■ PROBLEM 1
Answer these questions using the text on pet microchips.
(a) What is a microchip about the size of?
(b) Where on dogs and cats is the microchip injected?
(c) What does the text compare the discomfort of microchip placement to?
■ PROBLEM 2
Extend the text on pet microchips by writing what comes after its final sentence.

Microchips save lives! There, I’ve boldly said it! Microchip insertions for pets have been a game changer in the lost and found department of pet care and shelter medicine. Without them, the number of lost pets never returned to their loving families would be shattering.
What is a Microchip? – A Microchip is a small transmitter about the size of a grain of rice. The chip itself is encapsulated in a biocompatible polymer that doesn’t cause a body or immune system reaction. Microchips have no battery and thus will not fail as time passes. Microchips have no active, moving or working parts that can break or have the need to be replaced. Microchipping has been around for over 20 years and has a proven efficacy and safety.
How are Microchips implanted? – Basically, a shot with a big needle. Microchips come in sterile, individualized packages. In this package, there is usually a microchip tag with the name and code in a typed format for home records. Based on the species of the animal being Microchipped, there are standardized locations of where the Microchips are to be placed. Dogs (and cats) have their Microchip injected under the skin between the shoulder blades. A common misconception is that surgery is needed to place a Microchip. This is false. A Microchip can be placed in a matter of seconds.
Does the implantation hurt? – The discomfort associated with placement of a Microchip is about the same as that of getting an injection for vaccinations. The needle is a little larger, but the injections happen so quickly, that many pets don’t seem to notice. Many Microchips are placed when pets are under anesthesia for their spay procedure, neuter, dental treatments, etc and are thus not even aware.
How does the Microchip work? – When a Microchip scanner is passed over the region of the body where the implant resides, a signal is emitted indicating the unique identification number of the chip. This is read on a view screen on the scanner.

■ LISTED ENTRIES
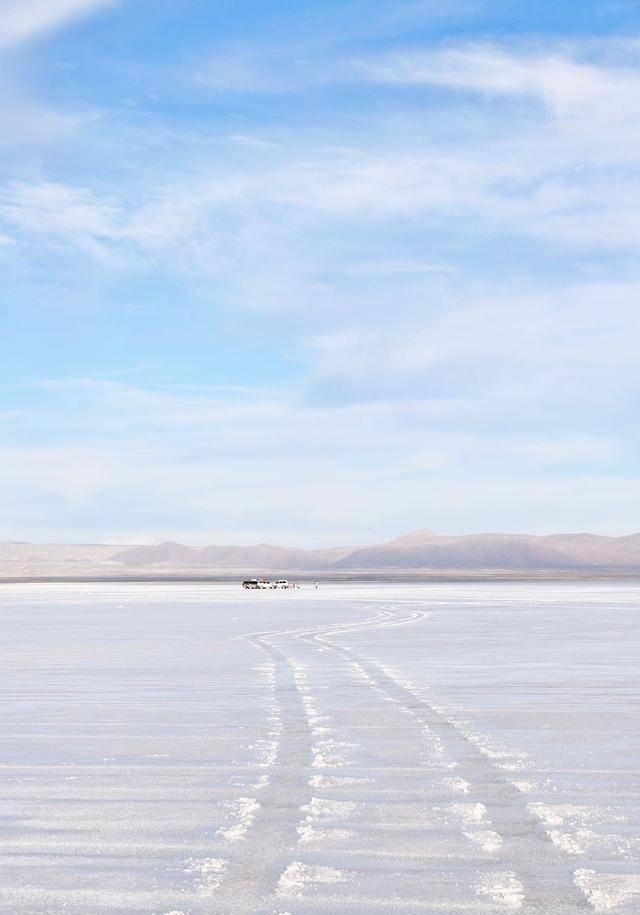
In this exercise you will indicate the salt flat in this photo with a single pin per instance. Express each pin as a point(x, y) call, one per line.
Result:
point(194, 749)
==
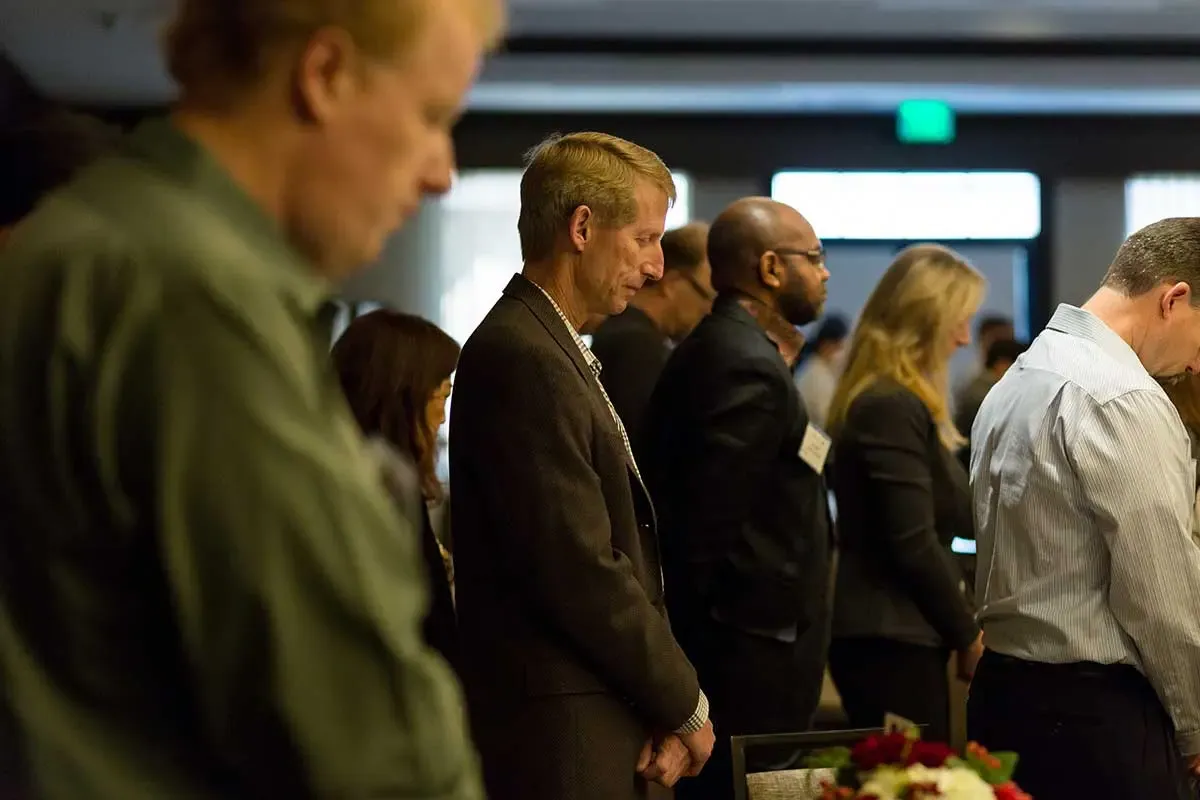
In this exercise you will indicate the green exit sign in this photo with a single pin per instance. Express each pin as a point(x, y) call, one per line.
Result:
* * *
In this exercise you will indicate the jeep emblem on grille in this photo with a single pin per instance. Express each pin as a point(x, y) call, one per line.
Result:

■ EXERCISE OUTPUT 1
(a) A grain of rice.
(b) Under the skin between the shoulder blades.
(c) Getting an injection for vaccinations.

■ EXERCISE OUTPUT 2
What information is on the Microchip? – The only information on the Microchip is the unique identification number that is encoded. No personal information about the pet or the owner is on the microchip. The microchip information is similar to that of a vehicle identification number (VIN number) on a car.
How does the Microchip information become registered? It is very important that your Microchip information be registered. Simply having the chip implanted will not bring your pet home. If a Microchip is unregistered, the manufacturer can tract the Microchip to the facility (animal hospital, shelter, etc) that they sold it to, but unless that facility has records of each of the Microchip numbers, you are at a loss. Many animal hospitals will register the information for you. Other animal hospitals or facilities will give you the paperwork that you can fill out and mail in. Some Microchip manufacturers allow you to complete the registration online. No matter the means, REGISTER.
Do Microchips cause cancer? – No, Microchips do not cause cancer. There have been numerous studies that prove that Microchips do not cause cancer. Since the material that coats the Microchip is a biocompatible element, the body’s immune system doesn’t even know it is there.
Can a Microchip be used to locate a lost pet? No, a Microchip is not a location device. GPS systems are small enough to fit on a dog’s collar, but still too large to be made inside a Microchip. A lost pet is generally scanned at a veterinary hospital, shelter or rescue organization. Once scanned, this number can then be checked with the manufacturer’s registration database or in a database run by the American Animal Hospital Association at www.petmicrochiplookup.org. It is the database that holds the owner’s contact information.
How often do Microchips need to be registered? – Once the Microchip is registered, that registration is indefinite. The problem however, is that people move and their contact information changes, but the registration is never updated. So, always remember that if you move, change your phone numbers or other registration information, please contact the manufacturer to update their database as well. If the registrar allows for secondary contact information, provide that of a person who lives in a different location than yours. If there is a natural disaster and your pet is found and identified, but you cannot be contacted and your secondary contact is your neighbor, who is also affected by the natural disaster, you are again at a loss. However, if you give contact information for someone outside of your living area, the likelihood that they can be contacted is greater. We learned a lot of this the hard way from hurricane Katrina.
Be a life saver – Microchip your pet today!